◆ Document text

A satellite view of the Isfahan nuclear site in Iran after US strikes. – Maxar Technologies/AP
Trump, in a televised address, called the strikes "a spectacular military success" and boasted that Iran's key nuclear enrichment facilities had been "completely and totally obliterated".
But his own officials gave more nuanced assessments and – with the exception of satellite photographs appearing to show craters on the mountain above Iran's subterranean plant at Fordow – there has been no public accounting of the damage.
The UN nuclear watchdog, the International Atomic Energy Agency, said no increases in off-site radiation levels had been reported after the US strikes.
IAEA Director General Rafael Grossi said that it was not yet possible to assess the damage done underground. A senior Iranian source said that most of the highly enriched uranium at Fordow had been moved elsewhere before the attack. Reuters could not immediately corroborate the claim.
Trump immediately called on Iran to forgo any retaliation, saying the government "must now make peace".
"If they do not, future attacks would be far greater and a lot easier," Trump said.
Vance said Washington was not at war with Iran but with its nuclear programme, adding this had been pushed back by a very long time due to the US intervention.
A chart showing the timeline of the US strikes. – US Department of Defense/AP
Diverging war aims
Israeli officials, who began the hostilities with a surprise attack on Iran on June 13, have increasingly spoken of their ambition to topple the hardline Shi'ite Muslim clerical establishment that has ruled Iran since 1979.

◆ Given information
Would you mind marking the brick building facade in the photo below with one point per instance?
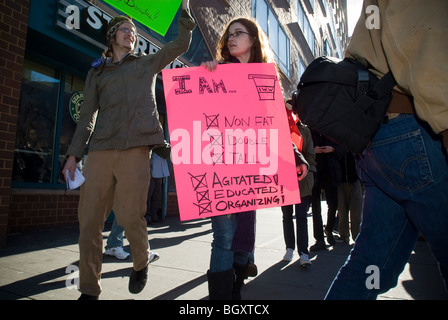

---

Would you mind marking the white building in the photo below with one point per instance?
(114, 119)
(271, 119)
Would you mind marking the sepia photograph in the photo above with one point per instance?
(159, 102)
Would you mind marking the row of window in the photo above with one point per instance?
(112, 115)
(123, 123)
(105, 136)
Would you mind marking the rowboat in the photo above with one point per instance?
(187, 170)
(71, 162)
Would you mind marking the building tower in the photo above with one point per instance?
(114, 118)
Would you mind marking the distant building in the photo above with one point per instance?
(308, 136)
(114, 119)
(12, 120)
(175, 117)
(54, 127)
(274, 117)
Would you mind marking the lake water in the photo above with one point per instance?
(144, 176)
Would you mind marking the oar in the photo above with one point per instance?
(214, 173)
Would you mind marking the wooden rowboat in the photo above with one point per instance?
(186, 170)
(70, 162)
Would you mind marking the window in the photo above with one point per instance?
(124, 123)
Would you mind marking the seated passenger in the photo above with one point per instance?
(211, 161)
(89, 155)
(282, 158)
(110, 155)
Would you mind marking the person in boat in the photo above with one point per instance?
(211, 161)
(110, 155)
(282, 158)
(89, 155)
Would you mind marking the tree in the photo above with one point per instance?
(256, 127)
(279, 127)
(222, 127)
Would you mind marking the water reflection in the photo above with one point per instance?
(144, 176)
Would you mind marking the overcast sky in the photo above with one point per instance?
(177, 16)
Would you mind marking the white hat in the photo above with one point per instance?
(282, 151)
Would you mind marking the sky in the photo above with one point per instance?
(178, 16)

==

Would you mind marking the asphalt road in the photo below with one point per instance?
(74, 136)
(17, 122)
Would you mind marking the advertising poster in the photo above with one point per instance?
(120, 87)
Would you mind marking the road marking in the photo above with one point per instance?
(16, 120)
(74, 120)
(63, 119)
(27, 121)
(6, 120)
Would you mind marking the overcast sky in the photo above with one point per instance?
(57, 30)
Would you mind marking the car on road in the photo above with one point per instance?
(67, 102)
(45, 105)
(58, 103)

◆ Task brief
Continue the article about the US strikes on Iran's nuclear sites, starting after its last sentence.

◆ Reply to the exercise
US officials, many of whom witnessed Republican President George W Bush's popularity collapse following his disastrous intervention in Iraq in 2003, have stressed that they were not working to overthrow Iran's government.
"This mission was not and has not been about regime change," Defense Secretary Pete Hegseth told reporters at the Pentagon.
"The president authorised a precision operation to neutralise the threats to our national interests posed by the Iranian nuclear programme."
Senator Lindsey Graham, a staunch Trump ally, said that Israeli Prime Minister Benjamin Netanyahu had told him his country would no longer endure being under missile attack.
"They're not going to live under threat from Iran anymore," Graham said. "Israel's made a decision. This regime is going to change in one of two ways: they're going to change their behaviour, which I doubt, the regime itself, or the people are going to replace the regime.”
B-2 bombers return to US base. – AP
Anti-war activists organised demonstrations on Sunday in New York, Washington and other US cities, with protesters carrying signs that read "hands off Iran".
Iranians described their fear at the prospect of an enlarged war involving the United States.
"Our future is dark. We have nowhere to go – it's like living in a horror movie," Bita, 36, a teacher from the central city of Kashan, said before the phone line was cut.
Much of Tehran, a capital city of 10 million people, has emptied out, with residents fleeing to the countryside to escape Israeli bombardment.
Iranian authorities say more than 400 people have been killed since Israel's attacks began, mostly civilians. Israel's bombardment has scythed through much of Iran's military leadership with strikes targeted at bases and residential buildings where senior figures slept.
Iran has been launching missiles back at Israel, killing at least 24 people over the past nine days, the first time its projectiles have penetrated Israel's defences in large numbers. The elite Revolutionary Guards said they had fired 40 missiles at Israel in the latest volley.
Air raid sirens sounded across most of Israel on Sunday, sending millions of people to safe rooms.
Flags of US and Israel projected onto walls of Jerusalem's Old City. – AP
In Tel Aviv, Aviad Chernovsky, 40, emerged from a bomb shelter to find his house had been destroyed in a direct hit.
"It's not easy to live now in Israel, but we are very strong. We know that we will win,” he said.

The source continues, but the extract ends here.